Given entries:

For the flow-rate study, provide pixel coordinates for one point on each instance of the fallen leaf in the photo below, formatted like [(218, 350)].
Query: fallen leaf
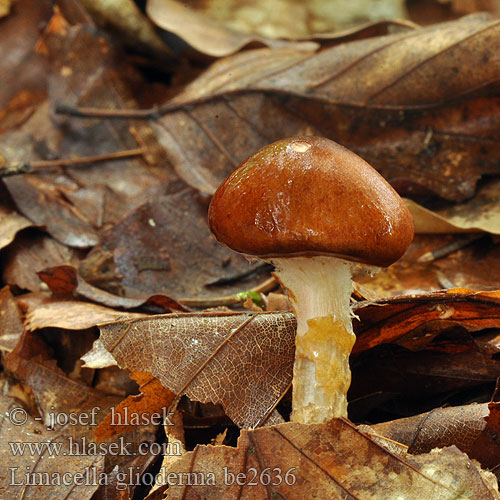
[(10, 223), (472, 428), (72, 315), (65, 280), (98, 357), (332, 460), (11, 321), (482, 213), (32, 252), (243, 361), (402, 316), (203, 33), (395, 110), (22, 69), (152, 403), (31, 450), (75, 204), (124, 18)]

...

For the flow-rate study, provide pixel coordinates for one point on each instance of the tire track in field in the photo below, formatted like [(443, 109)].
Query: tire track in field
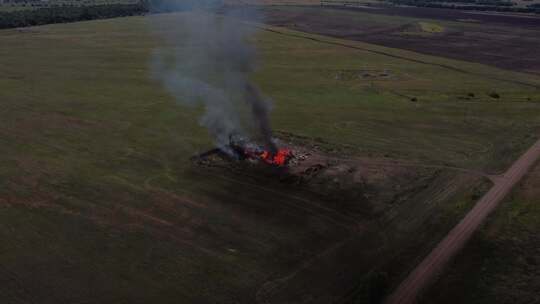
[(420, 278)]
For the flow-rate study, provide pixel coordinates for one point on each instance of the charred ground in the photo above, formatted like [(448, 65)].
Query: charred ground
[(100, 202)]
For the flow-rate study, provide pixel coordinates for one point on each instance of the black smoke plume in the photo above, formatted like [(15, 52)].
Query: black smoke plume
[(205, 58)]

Your instructions: Note every line of the records that holds the word "below", and copy it.

Written solution:
For the flow-rate study, provide pixel coordinates for one point on each instance of the fallen leaf in the photo below, formatted like [(218, 350)].
For the flow-rate study, provide pixel coordinates for one point on each instance of the tire track in field in the photo below, formatted like [(443, 109)].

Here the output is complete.